== REQUIRED TASK ==
Each line should be copied exactly.

## BEGIN GIVEN INFORMATION

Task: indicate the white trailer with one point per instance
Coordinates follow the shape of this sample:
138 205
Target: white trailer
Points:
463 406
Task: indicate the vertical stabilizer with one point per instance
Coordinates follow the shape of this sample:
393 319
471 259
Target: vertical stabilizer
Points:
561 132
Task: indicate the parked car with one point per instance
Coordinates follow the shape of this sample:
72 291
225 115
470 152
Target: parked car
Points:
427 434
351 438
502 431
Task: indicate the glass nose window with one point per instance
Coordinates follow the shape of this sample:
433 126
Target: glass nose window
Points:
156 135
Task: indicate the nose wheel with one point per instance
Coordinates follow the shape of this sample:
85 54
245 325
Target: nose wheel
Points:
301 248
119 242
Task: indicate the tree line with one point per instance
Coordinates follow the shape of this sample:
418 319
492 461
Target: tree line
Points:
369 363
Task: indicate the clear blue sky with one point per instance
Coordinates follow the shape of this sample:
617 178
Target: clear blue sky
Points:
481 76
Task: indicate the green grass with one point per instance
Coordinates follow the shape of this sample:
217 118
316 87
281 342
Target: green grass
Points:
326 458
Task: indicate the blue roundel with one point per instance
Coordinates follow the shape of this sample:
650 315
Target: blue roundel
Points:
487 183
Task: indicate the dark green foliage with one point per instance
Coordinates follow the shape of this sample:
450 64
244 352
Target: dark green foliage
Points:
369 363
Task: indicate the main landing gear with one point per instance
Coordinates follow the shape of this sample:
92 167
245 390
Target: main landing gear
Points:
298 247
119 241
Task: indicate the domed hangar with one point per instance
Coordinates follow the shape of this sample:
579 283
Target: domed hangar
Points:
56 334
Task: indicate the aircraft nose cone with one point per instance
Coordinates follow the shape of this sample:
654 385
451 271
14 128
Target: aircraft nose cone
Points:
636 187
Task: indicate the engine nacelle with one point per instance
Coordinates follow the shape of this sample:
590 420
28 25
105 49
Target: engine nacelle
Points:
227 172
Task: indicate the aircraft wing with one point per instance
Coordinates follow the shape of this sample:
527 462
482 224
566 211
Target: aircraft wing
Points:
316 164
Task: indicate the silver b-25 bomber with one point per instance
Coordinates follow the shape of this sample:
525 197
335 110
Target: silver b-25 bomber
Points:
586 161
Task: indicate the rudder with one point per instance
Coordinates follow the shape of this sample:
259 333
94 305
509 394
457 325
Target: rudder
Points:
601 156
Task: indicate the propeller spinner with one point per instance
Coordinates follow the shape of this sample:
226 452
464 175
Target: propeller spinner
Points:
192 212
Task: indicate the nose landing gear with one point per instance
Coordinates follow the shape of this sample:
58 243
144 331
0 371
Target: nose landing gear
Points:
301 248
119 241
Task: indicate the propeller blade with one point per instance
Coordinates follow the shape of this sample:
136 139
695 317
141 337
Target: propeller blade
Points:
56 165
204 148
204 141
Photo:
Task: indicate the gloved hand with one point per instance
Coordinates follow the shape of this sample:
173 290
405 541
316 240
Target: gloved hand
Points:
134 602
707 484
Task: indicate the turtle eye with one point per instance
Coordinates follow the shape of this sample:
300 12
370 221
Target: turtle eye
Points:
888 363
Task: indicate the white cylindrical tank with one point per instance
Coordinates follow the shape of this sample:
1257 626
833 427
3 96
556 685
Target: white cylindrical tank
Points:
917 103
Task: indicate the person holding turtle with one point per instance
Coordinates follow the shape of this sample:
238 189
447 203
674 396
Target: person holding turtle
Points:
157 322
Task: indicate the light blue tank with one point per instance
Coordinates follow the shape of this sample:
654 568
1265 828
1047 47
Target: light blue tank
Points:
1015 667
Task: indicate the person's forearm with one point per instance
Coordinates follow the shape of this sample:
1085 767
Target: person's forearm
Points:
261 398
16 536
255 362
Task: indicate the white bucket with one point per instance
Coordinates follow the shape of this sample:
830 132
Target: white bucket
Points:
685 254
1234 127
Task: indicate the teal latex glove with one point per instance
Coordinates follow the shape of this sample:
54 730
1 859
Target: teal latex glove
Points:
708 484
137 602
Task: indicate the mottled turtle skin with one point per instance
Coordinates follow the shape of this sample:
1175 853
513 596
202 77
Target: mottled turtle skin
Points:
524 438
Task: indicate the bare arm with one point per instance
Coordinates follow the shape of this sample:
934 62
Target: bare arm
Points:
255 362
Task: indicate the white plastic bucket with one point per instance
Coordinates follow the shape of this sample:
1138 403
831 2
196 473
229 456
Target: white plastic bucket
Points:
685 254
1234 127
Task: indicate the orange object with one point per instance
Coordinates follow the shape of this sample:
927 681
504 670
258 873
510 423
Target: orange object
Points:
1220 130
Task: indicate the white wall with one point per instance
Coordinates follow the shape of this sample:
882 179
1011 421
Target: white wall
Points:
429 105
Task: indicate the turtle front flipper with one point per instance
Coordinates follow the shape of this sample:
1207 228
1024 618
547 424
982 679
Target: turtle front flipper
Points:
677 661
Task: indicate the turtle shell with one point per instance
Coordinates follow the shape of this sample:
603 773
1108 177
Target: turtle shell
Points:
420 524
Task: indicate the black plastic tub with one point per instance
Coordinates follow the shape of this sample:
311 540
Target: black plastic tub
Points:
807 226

## END GIVEN INFORMATION

== COMPLETE OUTPUT ==
Task: indicate the white trailer with one point per instance
Coordinates follow the shape of this sample:
138 205
Target: white trailer
Points:
463 406
Task: indicate the vertical stabilizer with one point per instance
Coordinates follow the shape of this sample:
393 319
471 259
Target: vertical stabilizer
Points:
561 132
Task: indicate the parked car with one point per instance
Coordinates follow the shape of this sample:
72 291
225 115
470 152
Target: parked car
Points:
427 434
351 438
502 431
Task: indicate the glass nose window with one point per instance
Coordinates follow the shape of this sample:
433 126
Target: glass nose window
Points:
156 135
Task: indicate the nose wheel with one point per instance
Coordinates follow the shape of this sample:
85 54
245 325
Target: nose wheel
Points:
301 248
119 242
Task: indicate the tree line with one point per instance
Coordinates follow the shape of this sample:
418 319
492 461
Target: tree line
Points:
369 363
Task: indicate the clear blue sky with one point per instance
Coordinates follow the shape of this sample:
617 178
Target: clear blue sky
Points:
481 76
Task: indicate the green grass with one point per instance
Coordinates follow the shape of this sample:
217 118
316 87
281 342
Target: green grass
Points:
326 458
Task: indicate the blue roundel with one point per instance
Coordinates follow the shape of this sample:
650 315
Target: blue roundel
Points:
487 183
Task: indicate the dark green foliage with one point per instance
Coordinates follow the shape of this sample:
450 64
244 352
Target: dark green foliage
Points:
369 363
Task: indicate the main landing gear with one point per instance
Coordinates follow the shape of this sample:
92 167
245 390
Target: main landing gear
Points:
298 247
119 241
Task: indicate the domed hangar with one point per instance
Coordinates follow the shape of this sample:
579 283
Target: domed hangar
Points:
56 334
Task: indicate the aircraft nose cone with one point per instance
Coordinates follow the shape of this sample:
654 385
451 271
14 128
Target: aircraft nose cone
Points:
636 187
Task: indicate the engine nacelle with one point per instance
Coordinates follow the shape of this sample:
590 420
28 25
105 49
Target: engine nacelle
Points:
227 172
Task: indicate the aircraft wing with one point per instance
Coordinates follow the shape of this sample:
527 462
482 224
566 211
Target: aircraft wing
Points:
316 164
Task: indicate the silver b-25 bomber with one point per instance
Coordinates follow the shape of this sample:
525 197
335 110
Target: silver b-25 bomber
Points:
586 161
Task: indicate the rudder with one point per instance
Coordinates follow the shape of this sample:
259 333
94 305
509 394
457 325
Target: rudder
Points:
601 156
Task: indicate the propeller spinner with one point per instance
Coordinates follow the shape of this sample:
226 452
464 175
Target: propeller spinner
Points:
192 212
Task: indicate the nose landing gear with one point per instance
Coordinates follow the shape of this sample:
58 243
144 331
0 371
Target: nose landing gear
Points:
301 248
119 241
Task: indicate the propeller blade with one point per instance
Coordinates follow the shape of this sample:
136 139
695 317
141 337
Target: propeller blade
Points:
56 165
204 148
204 141
Photo:
Task: indicate the gloved hand with one point per instance
Coordinates follow the shape of this sample:
173 290
405 541
316 240
Target: gloved hand
Points:
134 602
707 484
Task: indicate the turtle eye with one point per instance
Coordinates follow the shape of this sample:
300 12
370 221
Target: turtle eye
Points:
888 363
Task: indicate the white cylindrical tank with one point per instance
Coordinates follow the shape of this sample:
1257 626
833 427
3 96
556 685
Target: white cylindrical tank
Points:
917 103
Task: indicate the person holding turtle with one point per instance
Coordinates follow the shape of this sample:
238 189
447 203
674 396
Target: person holding turtle
Points:
157 322
Task: indicate the light blue tank with one point per instance
Coordinates follow the shape of this sample:
654 568
1265 828
1047 47
Target: light blue tank
Points:
1015 667
Task: indicate the person's forearm with one point per instance
Coordinates follow the shape of this sample:
1085 767
Target: person's forearm
Points:
261 398
16 536
255 362
Task: indicate the white bucket with one point per instance
Coordinates follow the shape of this sample:
830 132
Target: white bucket
Points:
685 254
1234 127
Task: indicate the teal latex glove with one point per instance
Coordinates follow the shape of this sample:
54 730
1 859
Target: teal latex glove
Points:
708 484
137 602
Task: indicate the mottled turtle skin with one point per instance
Coordinates follow the shape of this sample:
1175 853
513 596
202 77
Target: mottled turtle skin
Points:
524 438
Task: indicate the bare arm with one point per instance
Coordinates follow the shape of this sample:
934 62
Target: bare arm
Points:
255 362
Task: indicate the white plastic bucket with one point per instance
Coordinates follow the shape of this sample:
1138 403
831 2
196 473
229 456
Target: white plastic bucket
Points:
685 254
1234 127
Task: indicate the orange object with one point per instance
Coordinates follow the shape of this sample:
927 681
504 670
258 873
510 423
Target: orange object
Points:
1220 130
Task: indicate the white wall with one point per instance
Coordinates follow the shape of this sample:
882 179
1011 421
Target: white wall
Points:
429 105
Task: indicate the turtle front flipper with one point per instance
Coordinates follow the shape of this sample:
1207 228
1024 618
547 424
982 679
Target: turtle front flipper
Points:
677 661
Task: indicate the turtle shell with one point per instance
Coordinates follow the shape of this sample:
603 773
1108 177
Target: turtle shell
Points:
420 524
Task: indicate the black plastic tub with one point per instance
Coordinates follow the shape of this sample:
311 540
Target: black plastic tub
Points:
807 226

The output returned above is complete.